Requisitos del ejercicio —
Responde las siguientes preguntas sobre el texto acerca de El Grongo y marca cada respuesta con la misma letra.
(a) ¿Qué le exige Ladislao al protagonista en «El regalo para el amigo de Hungría»?
(b) ¿En qué estado se encuentra Lázaro Dorón en el encuentro final de «El Shoijet»?
(c) ¿Con qué personaje de Samuel Beckett se compara a «el Grongo»?

Fuente —
----
En El Grongo se respira una atmósfera similar a la de Los maniáticos. Los malentendidos en que está basado el cuento «El regalo para el amigo de Hungría» oscilan entre una cierta irracionalidad obsesiva y la realidad del mundo de Ladislao: ha prestado una revista y exige su devolución, por sobre todas las cosas, incluida la amistad con el protagonista. En «El Profesor» la ironía es más directa. El profesor de inglés Juan Iriondo, con sus problemas económicos y su vida oscura y solitaria, intenta un imposible diálogo con su alumno, el ejecutivo y directivo Roberto Bisutti. «Yo todavía estoy asido al pasado, soy una pieza del mecanismo del pasado y en mí funcionan todas las categorías del sentimiento —se dice Iriondo— esas categorías que hacen del hombre un ser tan cambiante, tan contradictorio, tan insatisfecho». Esas categorías de un sentimiento que en el pasado era posible practicar con interlocutores, sea un amor femenino o una amistad masculina bien entendida, ahora se sienten como dolorosamente ridículas y pueden llevar a una muerte lánguida, de puro abandono, como es el caso de Juan, el solitario héroe del relato «Juancito», cuyos mejores momentos de la vida «los pasaba en la noche, porque el batallar de la vida durante el día lo achicaba, casi lo aniquilaba».
En «El Shoijet» la búsqueda absurda del amigo judío de la infancia, Lázaro Dorón, asume caracteres de auténtico descenso a un centro de la tierra desconocido. La búsqueda de Lázaro es más que una resurrección; es un hurgar en los meandros de la colectividad judía donde puede estar realmente el compañero de juegos de la infancia perdida, aunque ahora tenga más de setenta años. «¿Para qué quería encontrarlo? El pasado era el pasado y no comprendía de dónde surgía en mí ese deseo enfermizamente ansioso de reconstruirlo y sobre todo en la persona de Lázaro Dorón», se dice el héroe en el centro de la búsqueda que habrá de proseguir hasta el encuentro final, un encuentro hecho de imposibilidad, ya que Lázaro no habla, ha perdido la memoria y yace semiparalizado en un sillón. Es imposible volver al pasado, aunque se reconstruyan inútilmente sus piezas, parece decir una no escrita moraleja del cuento.
En otros relatos, como «La cola», el sentido es más explícito: la vida es un paciente participar en una larga cola que lleva, lenta pero seguramente, de la niñez a la muerte. La vida es un expediente para el que hay que cumplir un trámite administrativo que empieza con una larga cola que la devora integralmente. Hay que ponerse en la cola, vivir en ella, esperando que alguien al final nos atienda y ese atendernos es pasar inevitablemente a la muerte. La vida en la cola, asociada a un típico modo de pasar horas esperando ser atendido, que caracterizaba un montevideano estilo de vida ante ventanillas de la administración o para la obtención de artículos de primera necesidad, puede ser la base de un relato realista, pero también el elemento inicial de una alegoría que desde la anécdota traza una simbólica mueca sobre el destino individual y nacional. La única amenaza a su rutinaria existencia y al lento avanzar hecho de noches a la intemperie, miserias y alegrías que bailan al compás de las estaciones del año, está hecha por la posible irrupción violenta de «el Grongo», al que temen al mismo tiempo que ignoran, el único capaz de romper la cola, detener para siempre «el trámite». Pero «el Grongo», como el Godot de Samuel Beckett, no llega, aunque dio simbólicamente título al conjunto de relatos.
----
Datos proporcionados —
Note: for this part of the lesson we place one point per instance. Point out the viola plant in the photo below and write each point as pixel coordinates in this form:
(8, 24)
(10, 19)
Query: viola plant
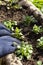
----
Respuesta completa —
(a) La devolución de una revista que le ha prestado.
(b) No habla, ha perdido la memoria y yace semiparalizado en un sillón.
(c) Con Godot.